(Records from a collection)
══════════════════════════════

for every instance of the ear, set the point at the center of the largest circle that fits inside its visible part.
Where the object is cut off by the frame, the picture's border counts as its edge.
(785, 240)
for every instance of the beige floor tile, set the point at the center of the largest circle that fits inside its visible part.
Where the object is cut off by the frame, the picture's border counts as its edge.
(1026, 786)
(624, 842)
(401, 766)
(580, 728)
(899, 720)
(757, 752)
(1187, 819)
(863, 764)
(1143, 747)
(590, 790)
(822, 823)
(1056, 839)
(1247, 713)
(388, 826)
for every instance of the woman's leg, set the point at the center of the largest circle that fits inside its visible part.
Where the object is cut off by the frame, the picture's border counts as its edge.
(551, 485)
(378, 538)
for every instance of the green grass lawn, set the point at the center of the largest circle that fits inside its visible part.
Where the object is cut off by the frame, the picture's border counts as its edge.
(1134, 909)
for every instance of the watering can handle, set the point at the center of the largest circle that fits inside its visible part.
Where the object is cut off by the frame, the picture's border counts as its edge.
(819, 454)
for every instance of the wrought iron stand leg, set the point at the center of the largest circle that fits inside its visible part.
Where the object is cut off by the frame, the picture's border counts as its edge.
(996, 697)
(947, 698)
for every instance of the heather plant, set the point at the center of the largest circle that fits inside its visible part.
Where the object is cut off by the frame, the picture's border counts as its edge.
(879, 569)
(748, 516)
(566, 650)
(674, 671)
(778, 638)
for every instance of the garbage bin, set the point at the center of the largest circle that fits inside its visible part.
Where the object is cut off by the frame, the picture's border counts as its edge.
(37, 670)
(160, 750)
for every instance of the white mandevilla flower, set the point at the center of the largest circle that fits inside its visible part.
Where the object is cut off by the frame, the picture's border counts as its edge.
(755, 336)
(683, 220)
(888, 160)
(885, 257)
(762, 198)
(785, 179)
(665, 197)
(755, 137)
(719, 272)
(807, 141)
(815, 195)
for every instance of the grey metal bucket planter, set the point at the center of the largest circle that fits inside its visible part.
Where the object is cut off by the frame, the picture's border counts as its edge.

══════════════════════════════

STATED EXERCISE: Reproduce all of the lines above, substituting "biggest circle" for each occurrence of "largest circle" and leaving everything else unchanged.

TASK OUTPUT:
for every instance of the ear, set the point at the center of the biggest circle that fits inside its visible part.
Where the object is cut off by the frame, the picture's border counts as its edge.
(785, 240)
for every instance of the beige floor tile, set the point at the center of the biggest circle that fits inside its visible part.
Where the object is cut off by the frame, the picture's border counts as its edge.
(1026, 786)
(624, 842)
(401, 766)
(580, 728)
(899, 720)
(757, 752)
(1187, 819)
(863, 764)
(1143, 747)
(590, 790)
(822, 823)
(1056, 839)
(1247, 713)
(388, 826)
for every instance of the woman's leg, set the point at the center of the biggest circle that fits inside its visible part.
Where the object is cut off by the frame, the picture's border counts as its edge.
(551, 485)
(378, 538)
for every instance of the green grass lawn, set the point at the center of the biggest circle that fits inside its visible part.
Where the object is cut off by the frame, the picture's border counts as its edge.
(1134, 909)
for every instance of the watering can handle, set the point at the center of the biggest circle that fits inside its visible part.
Where the object is cut off by the frame, the picture's border counts as its edge.
(819, 454)
for every instance of the wrought iron stand leg, set the point at the center of the biggest circle that fits inside its visible part.
Where the object is cut off by the frame, the picture's border counts as its edge.
(996, 697)
(947, 698)
for every instance of the heather plant, set the point at the center of the biggest circle that fits inside its visible part.
Where the object is cut off by the frame, the picture's border counts as its edge.
(879, 569)
(748, 516)
(566, 650)
(674, 671)
(778, 638)
for every instance of the garbage bin, set the point at the center of the biggest circle that fits inside its visible part.
Where the object is cut off by the frame, the picture's border counts as its edge.
(37, 670)
(160, 750)
for every instance of the white mandevilla flower, set the point at the center of the biggest circle that fits inside its visible part.
Where the object is cut off by the frame, the picture's border counts as its edge.
(755, 336)
(683, 220)
(888, 160)
(885, 257)
(762, 198)
(785, 179)
(665, 197)
(755, 137)
(719, 272)
(807, 141)
(815, 195)
for every instance of the grey metal bucket planter, set the point at the center of the biggest circle that fits inside its visible part.
Where the object is cut off by the frame, the picture's border counts as its edge.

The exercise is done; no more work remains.